## PROBLEMS TO SOLVE
1. In the page on the effect of ionizing radiation on active implants, which federal ministry supports the work?
2. For each statement below, say whether it agrees with the page on the effect of ionizing radiation on active implants, and quote the words of the page that decide it.
(a) The X-Ray & Molecular Imaging Laboratory is located at the Institute of Medical Technology (IfMZ).
(b) The team studies the influence of ionizing radiation on active implants from a commercial point of view.
(c) The laboratory's own facilities include linear accelerators.
3. Carry on the page about the IIIRay project on ionizing radiation and active implants from the point where it stops.

══ TEXT PASSAGE

Analyzing the influence of ionizing radiation on active implants and developing a standardized test method.
A joint project by MR:comp GmbH & Ostbayerische Technische Hochschule Amberg-Weiden (OTH-AW). This work is supported by the German Federal Ministry of Education and Research (BMBF), grant # ZF4205702AW6.

About us


The X-Ray & Molecular Imaging Laboratory is a research laboratory which is located at the Institute of Medical Technology (IfMZ) of Eastern Bavarian Technical Colleges Amberg-Weiden (OTH). Prof. Dr. Ralf Ringler and his team are mainly engaged in Medical Physics (radiology, nuclear medicine and radiotherapy) and imaging in medical diagnosis and therapy.
The existing facilities of laboratories with CT, SPECT and PET as well as cooperation to clinics Nordoberpfalz AG , Amberg and Nürnberg makes it possible to have access to other equipment such as linear accelerators. The interdisciplinary nature and wide-ranging expertise of the institute is the basis for an implementation of the IIIRay project that is both scientifically based and application oriented.
The task and the challenge of the team is the investigation of the influence of ionizing radiation on active implants from a purely scientific, nonmonetary point of view. The project will be conducted both theoretically and experimentally in a systematic and standardized way and includes the publication and discussion of the results in a scientific context, e.g. at conferences and scientific meetings.

════
══ DATASET ENTRIES

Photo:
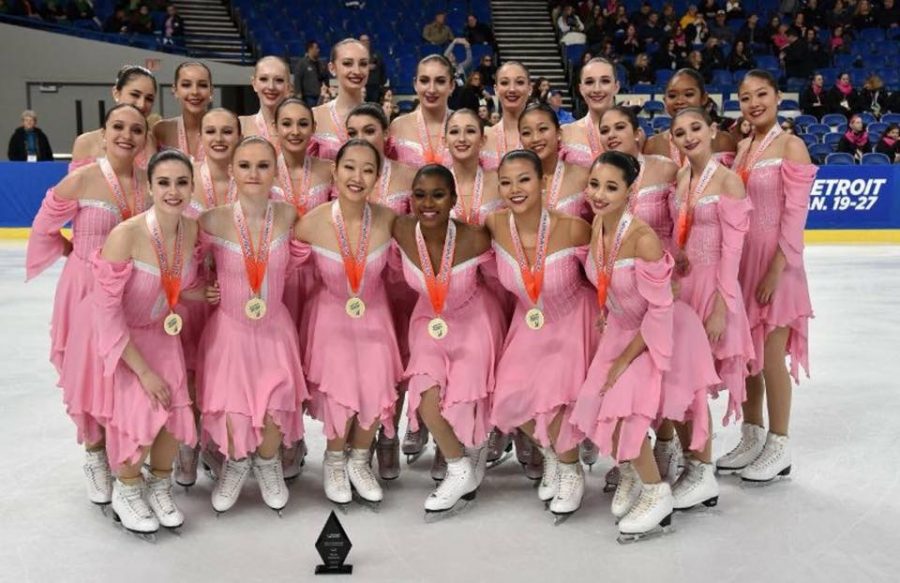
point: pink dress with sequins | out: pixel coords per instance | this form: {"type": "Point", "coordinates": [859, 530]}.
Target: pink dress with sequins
{"type": "Point", "coordinates": [129, 305]}
{"type": "Point", "coordinates": [779, 190]}
{"type": "Point", "coordinates": [248, 369]}
{"type": "Point", "coordinates": [462, 363]}
{"type": "Point", "coordinates": [714, 253]}
{"type": "Point", "coordinates": [354, 365]}
{"type": "Point", "coordinates": [541, 371]}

════

## EXPECTED OUTPUTS
1. The German Federal Ministry of Education and Research (BMBF).

2.
(a) Yes: "located at the Institute of Medical Technology (IfMZ)"
(b) No: "from a purely scientific, nonmonetary point of view"
(c) No: "existing facilities of laboratories with CT, SPECT and PET" and "cooperation to clinics Nordoberpfalz AG , Amberg and Nürnberg makes it possible to have access to other equipment such as linear accelerators"

3.
MR:comp GmbH was founded in 2004 by Mr. Gregor Schaefers and has established itself within a few years as a special service provider for MR safety testing of implants and other medical devices. These are tested for various hazardous interactions with the different field types of the MR system (static magnetic field, radio frequency field, gradient magnetic field). The tests comply with methods of the relevant ASTM and ISO/TS standards and are conducted under consideration of quality management according to ISO 17025.
In addition to passive implants and accessories, various types of active implants like cochlear implants, ICDs, and neurostimulators of manufacturers around the world are tested. While interactions of medical devices with the MR environment have been extensively studied and described, available data for active implants under the influence of ionizing radiation is significantly less. Therefore, this project will investigate basic interactions and identify essential hazards of these implants with ionizing radiation.
Our experience in MR safety with the implementation and execution of the necessary functional tests can be transferred to the new field of ionizing radiation and will allow us to rapidly develop a reliable standardized test method.

Our goals

Investigation of the influence of ionizing radiation on active implantable medical devices and the development of a standardized test method.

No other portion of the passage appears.